◆ **Task brief**
Copy every one of the records below line for line, changing nothing.
+ + + + + + +
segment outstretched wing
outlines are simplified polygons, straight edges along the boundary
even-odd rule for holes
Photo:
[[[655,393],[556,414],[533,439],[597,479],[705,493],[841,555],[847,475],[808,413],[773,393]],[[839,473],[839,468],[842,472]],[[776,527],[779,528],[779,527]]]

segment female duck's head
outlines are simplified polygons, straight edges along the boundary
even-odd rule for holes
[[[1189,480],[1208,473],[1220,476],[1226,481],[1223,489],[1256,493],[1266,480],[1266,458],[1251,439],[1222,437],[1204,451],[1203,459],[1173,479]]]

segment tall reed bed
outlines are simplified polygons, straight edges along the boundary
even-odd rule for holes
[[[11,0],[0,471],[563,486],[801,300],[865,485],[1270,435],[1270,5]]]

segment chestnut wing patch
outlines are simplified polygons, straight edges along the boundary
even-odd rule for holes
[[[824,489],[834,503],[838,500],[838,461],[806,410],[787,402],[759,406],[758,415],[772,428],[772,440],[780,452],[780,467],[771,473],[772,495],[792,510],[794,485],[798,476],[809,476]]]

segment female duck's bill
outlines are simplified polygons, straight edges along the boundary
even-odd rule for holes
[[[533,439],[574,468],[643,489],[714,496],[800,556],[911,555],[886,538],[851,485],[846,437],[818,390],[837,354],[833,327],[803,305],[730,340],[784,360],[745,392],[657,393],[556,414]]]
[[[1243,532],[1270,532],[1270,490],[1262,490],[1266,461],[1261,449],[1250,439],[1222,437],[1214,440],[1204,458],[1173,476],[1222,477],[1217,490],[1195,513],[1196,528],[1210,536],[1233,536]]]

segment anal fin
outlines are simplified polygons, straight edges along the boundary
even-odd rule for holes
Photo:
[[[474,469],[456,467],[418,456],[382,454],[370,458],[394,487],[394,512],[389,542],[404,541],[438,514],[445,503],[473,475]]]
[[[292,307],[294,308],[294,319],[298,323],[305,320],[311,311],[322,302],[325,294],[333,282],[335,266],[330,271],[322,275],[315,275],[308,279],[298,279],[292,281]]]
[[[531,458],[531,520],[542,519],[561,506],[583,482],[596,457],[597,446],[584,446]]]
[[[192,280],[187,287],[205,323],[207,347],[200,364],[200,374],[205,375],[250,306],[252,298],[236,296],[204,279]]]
+ + + + + + +
◆ **Exercise response**
segment outstretched wing
outlines are simplified polygons, straight edges along the boundary
even-odd rule for holes
Photo:
[[[655,393],[556,414],[533,439],[597,479],[705,493],[841,555],[847,475],[808,413],[773,393]],[[839,473],[839,468],[842,472]],[[776,527],[779,528],[779,527]]]

segment female duck's head
outlines are simplified polygons, straight edges along the boundary
even-odd rule for holes
[[[1189,480],[1208,473],[1220,476],[1226,481],[1223,489],[1256,493],[1266,480],[1266,458],[1251,439],[1222,437],[1204,451],[1203,459],[1173,479]]]

segment tall reed bed
outlines are simplified polygons, straight edges along the boundary
even-odd rule for holes
[[[11,0],[0,471],[563,486],[801,300],[865,485],[1270,435],[1270,5]]]

segment chestnut wing patch
outlines are simplified polygons, straight edges along the boundary
even-odd rule for holes
[[[824,489],[834,503],[838,500],[838,461],[806,410],[787,402],[759,406],[758,415],[772,428],[772,440],[780,452],[780,467],[771,473],[772,495],[792,510],[794,485],[798,476],[809,476]]]

segment female duck's bill
outlines are simplified polygons, straight edges along the boundary
even-odd rule for holes
[[[533,439],[574,468],[643,489],[714,496],[800,556],[911,555],[886,538],[851,485],[846,437],[818,390],[837,354],[833,327],[803,305],[730,340],[784,360],[745,392],[657,393],[556,414]]]
[[[1243,532],[1270,532],[1270,490],[1262,490],[1266,461],[1261,449],[1250,439],[1222,437],[1214,440],[1204,458],[1173,476],[1222,477],[1217,490],[1195,513],[1196,528],[1210,536],[1233,536]]]

segment anal fin
outlines are simplified polygons, straight edges along the boundary
even-odd rule for holes
Photo:
[[[474,469],[456,467],[418,456],[382,454],[370,458],[394,487],[394,512],[389,542],[404,541],[438,514],[445,503],[473,475]]]
[[[292,307],[294,308],[294,319],[298,323],[305,320],[311,311],[322,302],[325,294],[333,282],[335,266],[330,271],[322,275],[315,275],[308,279],[298,279],[292,281]]]
[[[531,458],[531,520],[542,519],[561,506],[583,482],[596,457],[597,446],[584,446]]]
[[[192,280],[187,287],[205,323],[207,347],[200,364],[200,374],[205,375],[250,306],[252,298],[236,296],[204,279]]]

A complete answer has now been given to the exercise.